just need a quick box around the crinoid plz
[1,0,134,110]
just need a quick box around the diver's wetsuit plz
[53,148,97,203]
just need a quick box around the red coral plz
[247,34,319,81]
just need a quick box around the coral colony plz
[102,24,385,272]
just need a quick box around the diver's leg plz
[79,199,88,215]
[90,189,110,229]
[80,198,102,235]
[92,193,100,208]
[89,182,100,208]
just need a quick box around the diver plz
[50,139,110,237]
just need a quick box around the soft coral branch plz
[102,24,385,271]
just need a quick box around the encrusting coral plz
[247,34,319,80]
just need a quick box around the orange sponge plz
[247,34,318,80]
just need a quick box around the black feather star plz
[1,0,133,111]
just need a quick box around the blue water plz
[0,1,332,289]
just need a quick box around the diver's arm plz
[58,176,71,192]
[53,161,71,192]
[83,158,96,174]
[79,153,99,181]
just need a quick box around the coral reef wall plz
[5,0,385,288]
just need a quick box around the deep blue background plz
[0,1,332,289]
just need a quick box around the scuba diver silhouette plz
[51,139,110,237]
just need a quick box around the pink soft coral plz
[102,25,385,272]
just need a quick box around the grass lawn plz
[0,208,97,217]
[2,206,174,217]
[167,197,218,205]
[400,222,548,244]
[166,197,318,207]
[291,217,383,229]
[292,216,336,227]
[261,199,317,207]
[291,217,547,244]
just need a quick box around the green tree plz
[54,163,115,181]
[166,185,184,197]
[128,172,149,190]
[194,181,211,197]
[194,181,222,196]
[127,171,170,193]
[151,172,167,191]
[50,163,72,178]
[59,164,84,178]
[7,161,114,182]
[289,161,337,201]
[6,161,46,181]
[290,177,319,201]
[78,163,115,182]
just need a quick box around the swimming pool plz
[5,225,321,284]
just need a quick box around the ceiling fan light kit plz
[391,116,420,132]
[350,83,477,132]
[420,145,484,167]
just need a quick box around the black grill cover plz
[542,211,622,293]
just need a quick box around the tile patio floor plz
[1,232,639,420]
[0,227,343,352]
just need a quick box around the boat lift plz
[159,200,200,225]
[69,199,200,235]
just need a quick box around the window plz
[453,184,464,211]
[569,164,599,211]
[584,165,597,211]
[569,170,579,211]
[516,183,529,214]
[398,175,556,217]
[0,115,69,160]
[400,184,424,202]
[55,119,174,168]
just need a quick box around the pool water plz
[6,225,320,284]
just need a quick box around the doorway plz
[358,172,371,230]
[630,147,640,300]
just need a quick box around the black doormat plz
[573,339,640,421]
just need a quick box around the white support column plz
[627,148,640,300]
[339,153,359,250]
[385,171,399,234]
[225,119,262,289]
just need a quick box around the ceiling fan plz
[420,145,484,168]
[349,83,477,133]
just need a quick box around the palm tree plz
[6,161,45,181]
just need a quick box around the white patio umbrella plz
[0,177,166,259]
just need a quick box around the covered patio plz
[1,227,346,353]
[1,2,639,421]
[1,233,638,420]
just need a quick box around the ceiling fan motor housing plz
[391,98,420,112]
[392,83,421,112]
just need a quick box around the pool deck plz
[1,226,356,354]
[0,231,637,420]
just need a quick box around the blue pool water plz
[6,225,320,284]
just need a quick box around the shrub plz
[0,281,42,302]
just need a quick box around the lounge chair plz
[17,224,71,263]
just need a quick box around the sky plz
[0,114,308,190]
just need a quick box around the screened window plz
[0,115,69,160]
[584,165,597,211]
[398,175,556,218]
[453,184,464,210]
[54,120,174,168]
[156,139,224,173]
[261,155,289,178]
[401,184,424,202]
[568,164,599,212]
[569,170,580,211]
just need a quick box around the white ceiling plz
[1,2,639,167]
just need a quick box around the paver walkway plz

[Exercise directions]
An exact copy of the listing is the goal. Transcribe it in full.

[Reply to the task]
just need a quick box around the crinoid plz
[1,0,134,110]
just need a quick box around the diver's wetsuit plz
[53,148,97,203]
just need a quick box around the red coral plz
[247,34,319,81]
just need a quick box around the coral colony plz
[102,24,385,272]
just need a quick box around the diver's leg plz
[79,199,88,215]
[90,189,110,229]
[80,198,102,235]
[92,193,100,208]
[89,182,100,208]
just need a quick box around the diver plz
[50,139,110,237]
just need a quick box around the soft coral branch plz
[102,24,385,271]
just need a quick box around the encrusting coral plz
[247,34,319,80]
just need a quick box around the orange sponge plz
[247,34,318,80]
just need a quick box around the black feather star plz
[1,0,133,111]
just need a quick box around the blue water plz
[0,1,332,289]
just need a quick box around the diver's arm plz
[58,176,71,192]
[53,161,71,192]
[83,158,96,174]
[79,153,99,181]
just need a quick box around the coral reef wall plz
[5,0,385,288]
just need a quick box around the deep blue background plz
[0,1,332,289]
just need a quick box around the scuba diver silhouette plz
[51,139,110,237]
just need a quick box around the pink soft coral plz
[102,25,385,272]
just need a quick box around the grass lawn plz
[0,208,97,217]
[2,206,174,217]
[167,197,218,205]
[400,222,548,244]
[166,197,318,207]
[291,217,383,229]
[292,216,336,227]
[261,199,317,207]
[291,217,547,244]
just need a quick box around the green tree plz
[54,163,115,181]
[166,185,184,197]
[128,172,149,190]
[194,181,211,197]
[194,181,222,196]
[127,171,170,193]
[151,172,167,191]
[50,163,72,178]
[59,164,84,178]
[7,161,114,182]
[289,161,337,201]
[6,161,46,181]
[290,177,319,201]
[78,163,115,182]
just need a quick box around the swimming pool plz
[5,225,321,284]
just need a quick box around the ceiling fan light kit plz
[391,116,420,132]
[350,83,477,132]
[420,145,484,167]
just need a quick box around the black grill cover plz
[542,211,622,293]
just need a quick box around the tile patio floor plz
[1,232,639,420]
[0,227,343,352]
just need a quick box around the boat lift plz
[159,200,200,225]
[69,199,200,235]
just need a quick box around the window plz
[453,184,464,211]
[569,164,599,211]
[584,165,597,211]
[569,170,579,211]
[516,183,529,214]
[398,175,556,217]
[0,115,69,160]
[400,184,424,202]
[55,119,174,168]
just need a quick box around the pool water plz
[6,225,320,284]
just need a quick box around the doorway plz
[358,172,371,230]
[630,147,640,300]
just need a quick box around the black doormat plz
[573,339,640,421]
just need a quick box around the white support column plz
[627,148,640,300]
[339,153,359,250]
[385,171,399,234]
[225,119,262,289]
just need a quick box around the ceiling fan plz
[420,145,484,168]
[349,83,477,133]
just need a quick box around the palm tree plz
[6,161,45,181]
just need a quick box around the white patio umbrella plz
[0,177,166,259]
just need a quick box around the covered patio plz
[1,227,346,353]
[1,2,639,421]
[1,233,638,420]
just need a quick box around the ceiling fan motor housing plz
[391,98,420,112]
[392,83,421,112]
just need a quick box around the pool deck plz
[1,226,356,354]
[0,231,637,420]
just need a quick box around the blue pool water plz
[6,225,320,284]
just need a quick box around the shrub plz
[0,281,42,302]
just need a quick box around the lounge chair plz
[17,224,71,263]
just need a quick box around the sky plz
[0,114,308,190]
just need a quick box around the screened window plz
[0,115,69,160]
[584,165,597,211]
[398,175,556,218]
[453,184,464,210]
[54,120,174,168]
[156,139,224,173]
[261,155,289,178]
[401,184,424,202]
[568,164,599,212]
[569,170,580,211]
just need a quick box around the white ceiling plz
[1,2,639,167]
just need a quick box around the paver walkway plz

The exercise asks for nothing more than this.